* REQUIREMENTS: Return each of the rows below unchanged, character for character.
----------
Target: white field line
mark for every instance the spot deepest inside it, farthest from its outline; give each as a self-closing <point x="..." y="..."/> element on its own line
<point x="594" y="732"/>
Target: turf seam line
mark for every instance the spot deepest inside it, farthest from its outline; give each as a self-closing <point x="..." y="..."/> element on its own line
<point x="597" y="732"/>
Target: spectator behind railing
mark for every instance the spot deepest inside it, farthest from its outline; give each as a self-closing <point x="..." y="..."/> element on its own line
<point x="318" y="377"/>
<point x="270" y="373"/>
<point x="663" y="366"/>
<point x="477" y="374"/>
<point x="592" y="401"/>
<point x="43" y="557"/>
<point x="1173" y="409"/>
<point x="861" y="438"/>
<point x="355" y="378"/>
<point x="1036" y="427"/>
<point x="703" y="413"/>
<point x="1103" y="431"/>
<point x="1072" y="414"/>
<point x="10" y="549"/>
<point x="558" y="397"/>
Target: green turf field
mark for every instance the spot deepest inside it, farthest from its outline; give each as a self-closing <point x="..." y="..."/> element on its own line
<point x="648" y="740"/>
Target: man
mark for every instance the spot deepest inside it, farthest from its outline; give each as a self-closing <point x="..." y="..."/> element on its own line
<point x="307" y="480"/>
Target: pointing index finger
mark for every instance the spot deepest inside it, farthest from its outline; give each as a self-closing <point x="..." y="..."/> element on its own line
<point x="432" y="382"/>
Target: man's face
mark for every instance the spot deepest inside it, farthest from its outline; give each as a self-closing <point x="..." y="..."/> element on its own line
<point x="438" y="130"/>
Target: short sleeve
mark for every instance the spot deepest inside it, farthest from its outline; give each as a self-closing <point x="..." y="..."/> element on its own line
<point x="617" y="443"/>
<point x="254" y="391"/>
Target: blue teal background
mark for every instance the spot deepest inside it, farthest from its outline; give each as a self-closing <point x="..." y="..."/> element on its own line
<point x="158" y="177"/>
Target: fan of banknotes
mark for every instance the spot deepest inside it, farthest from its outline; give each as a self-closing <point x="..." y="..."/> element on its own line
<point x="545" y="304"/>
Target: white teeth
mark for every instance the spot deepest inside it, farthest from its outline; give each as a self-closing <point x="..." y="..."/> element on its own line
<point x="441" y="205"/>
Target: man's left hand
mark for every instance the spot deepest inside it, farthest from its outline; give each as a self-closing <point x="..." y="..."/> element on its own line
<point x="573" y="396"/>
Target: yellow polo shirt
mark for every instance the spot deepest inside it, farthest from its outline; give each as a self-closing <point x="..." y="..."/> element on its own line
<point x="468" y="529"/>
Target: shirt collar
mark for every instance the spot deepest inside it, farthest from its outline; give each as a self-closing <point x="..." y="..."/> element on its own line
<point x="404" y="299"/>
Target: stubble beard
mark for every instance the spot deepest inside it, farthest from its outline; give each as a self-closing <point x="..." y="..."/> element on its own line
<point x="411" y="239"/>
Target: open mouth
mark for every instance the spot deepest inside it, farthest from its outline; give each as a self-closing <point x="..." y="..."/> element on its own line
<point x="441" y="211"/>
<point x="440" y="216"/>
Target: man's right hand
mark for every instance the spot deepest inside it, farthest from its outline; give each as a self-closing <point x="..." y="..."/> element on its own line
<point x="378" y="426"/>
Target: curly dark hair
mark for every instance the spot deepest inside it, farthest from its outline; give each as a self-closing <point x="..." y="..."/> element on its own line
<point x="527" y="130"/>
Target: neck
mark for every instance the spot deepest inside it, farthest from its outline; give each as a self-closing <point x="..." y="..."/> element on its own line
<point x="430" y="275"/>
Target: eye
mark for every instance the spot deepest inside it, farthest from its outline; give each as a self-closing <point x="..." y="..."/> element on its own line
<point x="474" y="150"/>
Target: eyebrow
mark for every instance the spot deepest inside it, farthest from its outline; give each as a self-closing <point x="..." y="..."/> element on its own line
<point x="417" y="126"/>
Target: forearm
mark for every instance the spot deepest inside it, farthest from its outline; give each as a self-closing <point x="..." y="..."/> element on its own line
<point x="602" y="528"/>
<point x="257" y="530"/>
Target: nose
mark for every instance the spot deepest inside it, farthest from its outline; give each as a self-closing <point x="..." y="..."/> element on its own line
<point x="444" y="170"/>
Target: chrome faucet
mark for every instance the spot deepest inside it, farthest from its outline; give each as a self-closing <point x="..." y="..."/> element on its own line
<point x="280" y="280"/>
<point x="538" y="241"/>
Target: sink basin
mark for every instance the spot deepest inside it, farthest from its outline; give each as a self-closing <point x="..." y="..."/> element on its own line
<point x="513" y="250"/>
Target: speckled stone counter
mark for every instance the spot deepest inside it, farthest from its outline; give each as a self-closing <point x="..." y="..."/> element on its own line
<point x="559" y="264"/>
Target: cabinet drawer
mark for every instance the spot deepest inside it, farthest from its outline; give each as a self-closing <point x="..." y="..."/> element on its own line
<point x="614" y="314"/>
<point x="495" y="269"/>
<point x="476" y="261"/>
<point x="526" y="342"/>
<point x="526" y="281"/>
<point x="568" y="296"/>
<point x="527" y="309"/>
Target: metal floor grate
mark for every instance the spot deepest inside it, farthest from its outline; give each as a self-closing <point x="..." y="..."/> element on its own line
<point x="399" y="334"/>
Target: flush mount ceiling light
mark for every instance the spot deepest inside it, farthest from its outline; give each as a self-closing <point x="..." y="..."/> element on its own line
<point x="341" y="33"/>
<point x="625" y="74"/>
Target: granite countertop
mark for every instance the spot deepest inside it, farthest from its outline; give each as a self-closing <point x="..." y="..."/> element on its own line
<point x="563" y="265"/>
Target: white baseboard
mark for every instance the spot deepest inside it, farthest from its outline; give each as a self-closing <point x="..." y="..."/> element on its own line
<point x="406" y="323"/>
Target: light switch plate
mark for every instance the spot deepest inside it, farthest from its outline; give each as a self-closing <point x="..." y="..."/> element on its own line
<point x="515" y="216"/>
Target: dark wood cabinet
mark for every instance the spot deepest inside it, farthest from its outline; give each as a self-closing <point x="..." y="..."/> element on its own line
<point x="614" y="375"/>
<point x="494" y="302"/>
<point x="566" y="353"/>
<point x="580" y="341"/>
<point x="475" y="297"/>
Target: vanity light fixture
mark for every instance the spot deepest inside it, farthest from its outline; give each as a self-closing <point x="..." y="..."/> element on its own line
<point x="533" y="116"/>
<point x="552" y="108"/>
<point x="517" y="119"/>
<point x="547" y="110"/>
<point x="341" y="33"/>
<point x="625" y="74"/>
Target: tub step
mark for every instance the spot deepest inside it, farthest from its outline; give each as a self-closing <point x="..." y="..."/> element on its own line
----------
* EXERCISE SOLUTION:
Target: white field line
mark for every instance the spot deepest inside it, farthest from its outline; give each as a self-closing <point x="..." y="..."/> element on its own line
<point x="594" y="732"/>
Target: turf seam line
mark for every instance the spot deepest inside it, farthest from its outline; give each as a self-closing <point x="..." y="..."/> element on its own line
<point x="597" y="732"/>
Target: spectator behind railing
mark for every instance the spot deepest inside it, farthest from its outline; give each as a self-closing <point x="..." y="..."/> element on its own line
<point x="318" y="377"/>
<point x="270" y="373"/>
<point x="663" y="366"/>
<point x="477" y="374"/>
<point x="592" y="401"/>
<point x="43" y="557"/>
<point x="1173" y="409"/>
<point x="861" y="438"/>
<point x="355" y="378"/>
<point x="1036" y="427"/>
<point x="703" y="413"/>
<point x="1103" y="431"/>
<point x="1072" y="414"/>
<point x="10" y="549"/>
<point x="558" y="397"/>
Target: green turf field
mark for every instance the spot deepest inside it, farthest from its outline; give each as a self-closing <point x="..." y="..."/> element on its own line
<point x="648" y="740"/>
Target: man
mark for every instance the spot deepest inside it, farthest from its outline; give each as a self-closing <point x="..." y="..."/> element on its own line
<point x="307" y="480"/>
Target: pointing index finger
mark for every instance the spot deepest inside it, farthest from its outline; give each as a self-closing <point x="..." y="..."/> element on its own line
<point x="432" y="382"/>
Target: man's face
mark for every instance the spot deepest inside it, farthest from its outline; give each as a self-closing <point x="..." y="..."/> element on its own line
<point x="438" y="130"/>
Target: short sleeve
mark for every instance the spot deepest inside it, farthest from its outline; give each as a self-closing <point x="..." y="..."/> element on its own line
<point x="617" y="443"/>
<point x="254" y="391"/>
Target: blue teal background
mark for every instance the spot deepest inside it, farthest from its outline; give each as a self-closing <point x="..." y="..."/> element on its own line
<point x="158" y="177"/>
Target: fan of banknotes
mark for every instance the spot deepest inside it, farthest from its outline; give each as a self-closing <point x="..." y="..."/> element on its own line
<point x="545" y="304"/>
Target: white teeth
mark for every instance the spot deepest inside it, farthest from its outline; give each as a self-closing <point x="..." y="..."/> element on its own line
<point x="441" y="205"/>
Target: man's left hand
mark for every instance the spot deepest inside it, farthest from its outline; give each as a self-closing <point x="..." y="..."/> element on its own line
<point x="573" y="396"/>
Target: yellow polo shirt
mark for every instance the spot deepest inside it, farthest from its outline; give each as a self-closing <point x="..." y="..."/> element on its own line
<point x="468" y="529"/>
Target: shirt collar
mark for every instance the spot deepest inside it, farthest from its outline; give each as a self-closing <point x="..." y="..."/> element on its own line
<point x="404" y="299"/>
Target: stubble beard
mark for every instance the spot deepest inside it, farthest from its outline; give each as a self-closing <point x="..." y="..."/> element on its own line
<point x="411" y="239"/>
Target: open mouth
mark for every instance the spot deepest inside it, farthest from its outline; give each as a self-closing <point x="..." y="..."/> element on its own line
<point x="441" y="211"/>
<point x="440" y="216"/>
Target: man's right hand
mark for every instance the spot deepest inside it, farthest from its outline; give each as a self-closing <point x="..." y="..."/> element on its own line
<point x="378" y="426"/>
Target: curly dark hair
mark for every instance the spot deepest inside it, farthest from its outline; give each as a self-closing <point x="..." y="..."/> element on its own line
<point x="527" y="130"/>
Target: neck
mark for every instance the spot deepest inside it, farthest from its outline; give each as a self-closing <point x="..." y="..."/> element on its own line
<point x="430" y="275"/>
Target: eye
mark for every instance the spot deepest inside it, farthest from its outline; give each as a self-closing <point x="..." y="..."/> element on its own line
<point x="474" y="150"/>
Target: eyebrow
mark for every instance the spot deepest inside it, farthest from its outline; give each as a self-closing <point x="..." y="..."/> element on its own line
<point x="417" y="126"/>
Target: forearm
mark for every instance the spot deepest inside it, farthest from its outline; give each as a self-closing <point x="..." y="..."/> element on its own line
<point x="602" y="528"/>
<point x="257" y="530"/>
Target: nose
mark for every instance the spot deepest inside it, farthest from its outline; give each as a self-closing <point x="..." y="..."/> element on its own line
<point x="444" y="170"/>
Target: chrome faucet
mark for every instance the spot deepest inside it, farthest from its outline; give each as a self-closing <point x="..." y="..."/> element on its own line
<point x="280" y="280"/>
<point x="538" y="241"/>
Target: sink basin
mark for every instance the spot deepest inside it, farthest from its outline; give each as a self-closing <point x="..." y="..."/> element on its own line
<point x="513" y="250"/>
Target: speckled stone counter
mark for every instance the spot deepest inside it, farthest from its outline; give each as a self-closing <point x="..." y="..."/> element on its own line
<point x="559" y="264"/>
Target: cabinet drawer
mark for every instance the spot deepest inside it, farthest from its outline; give each as a self-closing <point x="..." y="..."/> element on its own line
<point x="614" y="314"/>
<point x="495" y="269"/>
<point x="476" y="261"/>
<point x="526" y="342"/>
<point x="526" y="281"/>
<point x="568" y="296"/>
<point x="527" y="309"/>
Target: metal floor grate
mark for every instance the spot deepest inside it, farthest from its outline; give each as a self-closing <point x="..." y="..."/> element on its own line
<point x="399" y="334"/>
Target: flush mount ceiling light
mark for every instance the spot deepest inside it, farthest from its outline; give each as a self-closing <point x="..." y="..."/> element on its own line
<point x="341" y="33"/>
<point x="625" y="74"/>
Target: granite countertop
mark for every instance the spot deepest inside it, farthest from its outline; give each as a self-closing <point x="..." y="..."/> element on its own line
<point x="563" y="265"/>
Target: white baseboard
mark for every instance the spot deepest inside it, farthest from its outline; give each as a self-closing <point x="..." y="..."/> element on its own line
<point x="406" y="323"/>
Target: light switch plate
mark for every instance the spot deepest inside it, farthest from its outline; give each as a self-closing <point x="..." y="..."/> element on its own line
<point x="515" y="216"/>
Target: dark wood cabinet
mark for every instance the spot deepest inside it, farthest from its outline; give each as a self-closing <point x="..." y="..."/> element on its own line
<point x="614" y="375"/>
<point x="494" y="302"/>
<point x="566" y="353"/>
<point x="580" y="341"/>
<point x="475" y="297"/>
Target: vanity light fixture
mark for every instance the spot deepest inside it, farthest from its outline; give each as a self-closing <point x="..." y="..."/> element on its own line
<point x="533" y="116"/>
<point x="552" y="108"/>
<point x="517" y="119"/>
<point x="547" y="110"/>
<point x="341" y="33"/>
<point x="625" y="74"/>
Target: tub step
mark for every instance the spot deepest inside it, farthest from its outline; give each as a self-closing <point x="..." y="..."/> element on its own line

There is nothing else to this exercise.